▶ **What the exercise asks**
Filter the entries below down to the lines that contain the word "window", and copy each of those lines. Case matters, so only matches with identical capitalization count.
•••
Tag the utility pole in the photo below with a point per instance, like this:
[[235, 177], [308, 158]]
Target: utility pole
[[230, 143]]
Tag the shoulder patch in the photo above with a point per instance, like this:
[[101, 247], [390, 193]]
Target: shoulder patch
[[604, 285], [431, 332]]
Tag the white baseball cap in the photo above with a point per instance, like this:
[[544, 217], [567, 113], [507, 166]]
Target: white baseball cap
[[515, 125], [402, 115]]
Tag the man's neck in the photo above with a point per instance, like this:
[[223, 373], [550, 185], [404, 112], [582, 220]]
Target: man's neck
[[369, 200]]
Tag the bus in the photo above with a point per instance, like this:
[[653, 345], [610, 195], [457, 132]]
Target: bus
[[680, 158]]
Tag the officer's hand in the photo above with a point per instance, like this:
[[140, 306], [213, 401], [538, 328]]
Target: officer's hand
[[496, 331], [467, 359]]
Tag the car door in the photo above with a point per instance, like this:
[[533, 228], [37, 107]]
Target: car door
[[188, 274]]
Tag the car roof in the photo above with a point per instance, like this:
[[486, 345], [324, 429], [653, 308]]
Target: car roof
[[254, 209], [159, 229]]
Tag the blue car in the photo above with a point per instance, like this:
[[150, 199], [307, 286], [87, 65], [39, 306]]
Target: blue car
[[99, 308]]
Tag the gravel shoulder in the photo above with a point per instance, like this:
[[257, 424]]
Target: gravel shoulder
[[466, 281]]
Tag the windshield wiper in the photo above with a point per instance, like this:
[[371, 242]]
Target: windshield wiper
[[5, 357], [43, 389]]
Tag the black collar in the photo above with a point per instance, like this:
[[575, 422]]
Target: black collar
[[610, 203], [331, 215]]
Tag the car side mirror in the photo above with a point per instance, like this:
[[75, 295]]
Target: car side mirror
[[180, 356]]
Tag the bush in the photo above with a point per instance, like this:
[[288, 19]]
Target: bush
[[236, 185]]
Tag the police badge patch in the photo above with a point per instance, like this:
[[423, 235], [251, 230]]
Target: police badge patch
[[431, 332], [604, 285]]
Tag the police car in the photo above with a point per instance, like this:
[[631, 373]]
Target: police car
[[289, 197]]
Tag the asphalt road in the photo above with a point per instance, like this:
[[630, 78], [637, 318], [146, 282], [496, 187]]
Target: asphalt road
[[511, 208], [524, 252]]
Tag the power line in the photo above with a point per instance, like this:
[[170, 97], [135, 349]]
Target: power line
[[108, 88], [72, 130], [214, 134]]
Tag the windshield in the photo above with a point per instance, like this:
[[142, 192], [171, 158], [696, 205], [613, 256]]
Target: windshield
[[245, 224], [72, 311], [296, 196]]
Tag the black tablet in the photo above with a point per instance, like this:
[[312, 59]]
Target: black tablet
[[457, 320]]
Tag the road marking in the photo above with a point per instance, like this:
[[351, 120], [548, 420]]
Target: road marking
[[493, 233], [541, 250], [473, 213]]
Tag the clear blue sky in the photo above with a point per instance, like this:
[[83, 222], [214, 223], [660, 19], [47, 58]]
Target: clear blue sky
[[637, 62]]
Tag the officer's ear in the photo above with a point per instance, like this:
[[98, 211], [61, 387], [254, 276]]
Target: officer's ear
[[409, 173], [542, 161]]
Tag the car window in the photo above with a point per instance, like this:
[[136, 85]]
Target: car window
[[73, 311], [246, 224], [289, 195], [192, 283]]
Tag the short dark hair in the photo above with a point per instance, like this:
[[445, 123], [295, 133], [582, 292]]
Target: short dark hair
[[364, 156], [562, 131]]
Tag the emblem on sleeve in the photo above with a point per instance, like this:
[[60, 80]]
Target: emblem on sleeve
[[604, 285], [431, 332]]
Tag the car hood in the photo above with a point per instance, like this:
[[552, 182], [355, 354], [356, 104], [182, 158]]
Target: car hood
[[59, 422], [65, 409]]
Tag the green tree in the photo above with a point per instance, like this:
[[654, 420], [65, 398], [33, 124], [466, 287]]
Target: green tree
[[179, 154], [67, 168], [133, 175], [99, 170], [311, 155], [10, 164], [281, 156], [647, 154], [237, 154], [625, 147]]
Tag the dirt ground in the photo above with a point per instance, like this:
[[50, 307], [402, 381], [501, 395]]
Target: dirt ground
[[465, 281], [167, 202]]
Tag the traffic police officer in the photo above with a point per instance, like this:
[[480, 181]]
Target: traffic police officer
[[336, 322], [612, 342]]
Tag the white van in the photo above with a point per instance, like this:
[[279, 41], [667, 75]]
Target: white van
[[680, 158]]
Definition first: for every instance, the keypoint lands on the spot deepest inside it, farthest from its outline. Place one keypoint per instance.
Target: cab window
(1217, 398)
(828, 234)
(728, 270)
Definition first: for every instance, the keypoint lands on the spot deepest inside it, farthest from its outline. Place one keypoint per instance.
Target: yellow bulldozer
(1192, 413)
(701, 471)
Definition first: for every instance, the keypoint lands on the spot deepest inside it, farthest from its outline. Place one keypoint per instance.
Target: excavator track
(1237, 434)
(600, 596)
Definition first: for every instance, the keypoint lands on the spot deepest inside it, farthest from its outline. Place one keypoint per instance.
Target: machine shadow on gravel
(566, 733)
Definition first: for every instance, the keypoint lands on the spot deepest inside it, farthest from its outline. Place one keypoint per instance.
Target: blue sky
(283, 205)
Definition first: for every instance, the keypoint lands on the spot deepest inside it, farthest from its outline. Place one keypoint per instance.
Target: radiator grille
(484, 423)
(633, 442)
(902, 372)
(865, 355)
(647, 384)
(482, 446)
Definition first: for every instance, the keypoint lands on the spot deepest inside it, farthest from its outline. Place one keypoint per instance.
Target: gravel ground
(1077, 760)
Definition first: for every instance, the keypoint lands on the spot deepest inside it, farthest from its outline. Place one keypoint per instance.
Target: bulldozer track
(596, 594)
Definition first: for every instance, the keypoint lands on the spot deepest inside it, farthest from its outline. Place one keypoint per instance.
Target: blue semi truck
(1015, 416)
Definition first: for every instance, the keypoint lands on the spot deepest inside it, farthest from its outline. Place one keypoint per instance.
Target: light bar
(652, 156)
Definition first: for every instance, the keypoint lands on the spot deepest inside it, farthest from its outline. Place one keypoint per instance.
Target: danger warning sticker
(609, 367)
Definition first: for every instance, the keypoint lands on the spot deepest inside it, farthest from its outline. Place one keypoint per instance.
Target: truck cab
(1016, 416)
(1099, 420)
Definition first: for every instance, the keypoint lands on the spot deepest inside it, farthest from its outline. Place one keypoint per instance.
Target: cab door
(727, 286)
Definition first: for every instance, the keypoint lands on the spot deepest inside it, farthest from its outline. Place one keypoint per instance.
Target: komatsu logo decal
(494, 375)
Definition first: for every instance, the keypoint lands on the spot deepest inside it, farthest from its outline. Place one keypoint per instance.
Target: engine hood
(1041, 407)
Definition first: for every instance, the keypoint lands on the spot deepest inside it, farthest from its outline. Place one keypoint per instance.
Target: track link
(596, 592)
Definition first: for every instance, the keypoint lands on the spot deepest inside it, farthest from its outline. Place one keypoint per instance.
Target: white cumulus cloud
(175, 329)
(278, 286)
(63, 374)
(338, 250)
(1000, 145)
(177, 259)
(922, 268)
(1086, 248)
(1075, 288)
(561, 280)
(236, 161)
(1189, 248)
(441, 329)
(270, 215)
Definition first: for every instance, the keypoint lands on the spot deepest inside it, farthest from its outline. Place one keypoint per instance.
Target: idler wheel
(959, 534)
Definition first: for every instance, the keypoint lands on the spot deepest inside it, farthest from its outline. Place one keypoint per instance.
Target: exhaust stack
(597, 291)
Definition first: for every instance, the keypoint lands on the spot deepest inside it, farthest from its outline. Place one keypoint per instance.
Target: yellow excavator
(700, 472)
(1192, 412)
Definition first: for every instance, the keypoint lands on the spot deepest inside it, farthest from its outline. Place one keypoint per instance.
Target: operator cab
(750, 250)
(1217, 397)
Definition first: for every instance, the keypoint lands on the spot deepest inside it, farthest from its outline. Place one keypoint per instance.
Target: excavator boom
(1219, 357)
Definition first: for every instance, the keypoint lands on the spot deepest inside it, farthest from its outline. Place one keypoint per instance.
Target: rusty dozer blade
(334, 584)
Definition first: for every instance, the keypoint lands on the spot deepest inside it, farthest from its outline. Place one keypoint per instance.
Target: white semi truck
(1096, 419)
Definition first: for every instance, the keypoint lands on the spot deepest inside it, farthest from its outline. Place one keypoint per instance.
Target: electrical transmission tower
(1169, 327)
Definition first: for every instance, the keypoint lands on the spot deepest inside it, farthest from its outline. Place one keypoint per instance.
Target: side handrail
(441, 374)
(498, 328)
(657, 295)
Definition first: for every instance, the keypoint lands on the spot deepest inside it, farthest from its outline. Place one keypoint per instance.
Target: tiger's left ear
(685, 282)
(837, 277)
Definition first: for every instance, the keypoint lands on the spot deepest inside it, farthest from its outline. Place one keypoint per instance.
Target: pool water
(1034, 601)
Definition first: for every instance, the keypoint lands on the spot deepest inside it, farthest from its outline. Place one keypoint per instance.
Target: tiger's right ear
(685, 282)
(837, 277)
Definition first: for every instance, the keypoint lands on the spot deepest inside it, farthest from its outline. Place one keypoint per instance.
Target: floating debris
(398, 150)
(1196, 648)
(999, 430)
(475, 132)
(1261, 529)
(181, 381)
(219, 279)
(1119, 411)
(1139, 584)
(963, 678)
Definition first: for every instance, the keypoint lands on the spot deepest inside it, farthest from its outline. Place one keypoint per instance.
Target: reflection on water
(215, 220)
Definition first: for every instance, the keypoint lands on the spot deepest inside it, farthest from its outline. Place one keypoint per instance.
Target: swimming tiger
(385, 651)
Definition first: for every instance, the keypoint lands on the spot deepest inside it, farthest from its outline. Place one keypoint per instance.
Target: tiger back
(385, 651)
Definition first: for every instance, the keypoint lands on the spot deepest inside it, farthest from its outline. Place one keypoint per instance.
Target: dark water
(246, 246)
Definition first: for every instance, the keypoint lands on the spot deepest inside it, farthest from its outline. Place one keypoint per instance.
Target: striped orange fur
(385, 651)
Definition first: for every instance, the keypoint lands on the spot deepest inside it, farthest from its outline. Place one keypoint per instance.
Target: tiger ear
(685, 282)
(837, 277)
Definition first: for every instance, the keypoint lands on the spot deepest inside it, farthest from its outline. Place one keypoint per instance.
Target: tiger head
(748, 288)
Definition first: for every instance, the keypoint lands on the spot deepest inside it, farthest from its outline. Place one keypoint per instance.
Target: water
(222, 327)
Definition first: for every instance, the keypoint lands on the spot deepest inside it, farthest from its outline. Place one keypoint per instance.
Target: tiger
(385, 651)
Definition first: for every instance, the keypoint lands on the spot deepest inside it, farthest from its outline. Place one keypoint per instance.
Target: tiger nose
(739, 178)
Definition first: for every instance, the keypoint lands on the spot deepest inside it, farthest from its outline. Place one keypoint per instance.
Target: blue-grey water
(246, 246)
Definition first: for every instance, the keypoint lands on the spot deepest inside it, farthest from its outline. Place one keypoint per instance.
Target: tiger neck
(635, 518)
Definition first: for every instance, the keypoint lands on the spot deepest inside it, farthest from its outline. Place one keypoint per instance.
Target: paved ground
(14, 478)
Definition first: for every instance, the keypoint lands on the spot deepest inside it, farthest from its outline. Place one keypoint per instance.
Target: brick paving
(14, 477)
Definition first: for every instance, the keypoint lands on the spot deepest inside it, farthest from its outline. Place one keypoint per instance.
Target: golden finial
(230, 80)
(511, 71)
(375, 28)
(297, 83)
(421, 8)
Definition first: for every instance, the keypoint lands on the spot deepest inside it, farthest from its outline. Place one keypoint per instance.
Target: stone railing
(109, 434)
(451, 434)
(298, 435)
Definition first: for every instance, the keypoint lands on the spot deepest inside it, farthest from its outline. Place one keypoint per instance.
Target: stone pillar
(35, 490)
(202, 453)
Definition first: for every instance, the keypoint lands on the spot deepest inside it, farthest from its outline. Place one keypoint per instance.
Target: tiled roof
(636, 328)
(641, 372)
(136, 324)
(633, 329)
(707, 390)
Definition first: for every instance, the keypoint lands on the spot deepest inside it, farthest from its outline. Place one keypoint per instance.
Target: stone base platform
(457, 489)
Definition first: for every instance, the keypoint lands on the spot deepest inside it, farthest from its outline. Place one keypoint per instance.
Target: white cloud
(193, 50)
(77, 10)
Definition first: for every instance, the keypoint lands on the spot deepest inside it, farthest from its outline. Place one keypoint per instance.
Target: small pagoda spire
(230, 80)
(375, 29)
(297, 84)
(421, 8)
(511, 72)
•••
▶ **Response to this task**
Tag the car window in the photo above with a point per instance, like this:
Target: car window
Target: cab window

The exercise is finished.